* **WHAT YOU HAVE TO DO**
What is expected is a word-for-word copy of all the entries.
────────────────────────────────────────
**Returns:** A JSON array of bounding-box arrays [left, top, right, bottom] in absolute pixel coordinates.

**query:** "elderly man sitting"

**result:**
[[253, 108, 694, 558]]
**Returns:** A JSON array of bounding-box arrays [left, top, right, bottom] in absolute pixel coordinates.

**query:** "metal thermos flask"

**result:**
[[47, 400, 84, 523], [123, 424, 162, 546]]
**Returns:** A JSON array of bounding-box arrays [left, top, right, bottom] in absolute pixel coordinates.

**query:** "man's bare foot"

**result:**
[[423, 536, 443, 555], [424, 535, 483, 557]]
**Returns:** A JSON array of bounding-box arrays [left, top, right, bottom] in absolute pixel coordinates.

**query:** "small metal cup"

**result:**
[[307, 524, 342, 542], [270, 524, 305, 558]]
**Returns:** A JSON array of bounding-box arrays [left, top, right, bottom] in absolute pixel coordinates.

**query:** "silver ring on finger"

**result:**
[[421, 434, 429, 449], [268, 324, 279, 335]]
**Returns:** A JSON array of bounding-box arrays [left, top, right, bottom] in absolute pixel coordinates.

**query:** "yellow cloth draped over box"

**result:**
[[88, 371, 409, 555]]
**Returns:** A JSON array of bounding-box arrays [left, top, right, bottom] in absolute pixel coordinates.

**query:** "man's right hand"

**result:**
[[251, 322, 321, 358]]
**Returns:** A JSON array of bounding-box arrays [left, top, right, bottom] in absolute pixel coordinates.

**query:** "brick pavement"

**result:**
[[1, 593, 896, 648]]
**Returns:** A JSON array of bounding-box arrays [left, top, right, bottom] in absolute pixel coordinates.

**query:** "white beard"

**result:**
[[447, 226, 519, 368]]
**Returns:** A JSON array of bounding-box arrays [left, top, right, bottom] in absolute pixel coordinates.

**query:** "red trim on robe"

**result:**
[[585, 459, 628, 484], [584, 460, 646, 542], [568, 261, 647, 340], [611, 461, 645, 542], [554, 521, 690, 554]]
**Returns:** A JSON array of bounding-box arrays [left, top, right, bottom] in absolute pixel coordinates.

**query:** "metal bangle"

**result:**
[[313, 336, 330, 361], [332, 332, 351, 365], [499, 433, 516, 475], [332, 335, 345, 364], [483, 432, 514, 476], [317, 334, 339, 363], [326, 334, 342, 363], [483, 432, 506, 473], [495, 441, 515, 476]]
────────────────────────────────────────
* **EXPECTED ANSWER**
**Returns:** A JSON array of bounding-box arrays [left, top, right, bottom] in absolute pixel coordinates.

**query:** "elderly man sitting"

**result:**
[[253, 108, 694, 558]]
**Returns:** A JSON array of bounding-box arrays [left, top, right, bottom] in absolute pixel coordinates.

**query:** "metal thermos flask"

**result:**
[[47, 400, 84, 523], [123, 424, 162, 546]]
**Returns:** A JSON array of bounding-box arrays [left, top, right, bottom] in absolute pixel coordinates.

**query:** "man's bare foot"

**result:**
[[423, 536, 443, 555], [424, 535, 483, 557]]
**Returns:** A JSON array of bounding-box arrays [left, top, right, bottom] in absolute pixel coordinates.

**query:** "small metal cup"

**result:**
[[307, 524, 342, 542], [270, 524, 305, 558]]
**Returns:** A JSON array of bounding-box arrays [left, top, right, bottom] in absolute pixel coordinates.

**query:** "silver ring on finger"

**result:**
[[421, 434, 429, 449], [268, 324, 279, 335]]
**Returns:** A JSON array of bounding-box arrays [left, top, right, bottom] in absolute pixel coordinates.

**query:** "yellow cloth draped over box"

**result:**
[[88, 371, 409, 555]]
**Returns:** A JSON array of bounding-box arrays [left, top, right, bottom] in absolute pixel coordinates.

**query:** "man's right hand"

**result:**
[[251, 322, 321, 358]]
**Returns:** A JSON array of bounding-box arrays [left, top, right, bottom] in absolute pixel coordinates.

**query:** "brick pavement"

**result:**
[[1, 593, 896, 648]]
**Returns:** A JSON array of bounding-box arrays [left, top, right, bottom] in absolute pixel coordinates.

**query:** "white beard"

**result:**
[[447, 226, 519, 368]]
**Returns:** A JSON array of bounding-box arrays [left, top, right, bottom] in absolute pixel coordinates.

**query:** "red trim on robe"

**result:**
[[585, 459, 628, 484], [584, 460, 646, 542], [568, 261, 647, 340], [611, 461, 645, 542], [554, 521, 690, 554]]
**Returns:** A JSON array of bounding-box arrays [left, top, right, bottom] in absolute pixel coordinates.

**query:** "metal bangle"

**result:**
[[313, 336, 330, 361], [332, 332, 351, 365], [499, 433, 516, 475], [332, 335, 345, 364], [483, 432, 514, 476], [317, 334, 339, 363], [326, 334, 342, 363], [483, 432, 506, 473], [495, 441, 515, 476]]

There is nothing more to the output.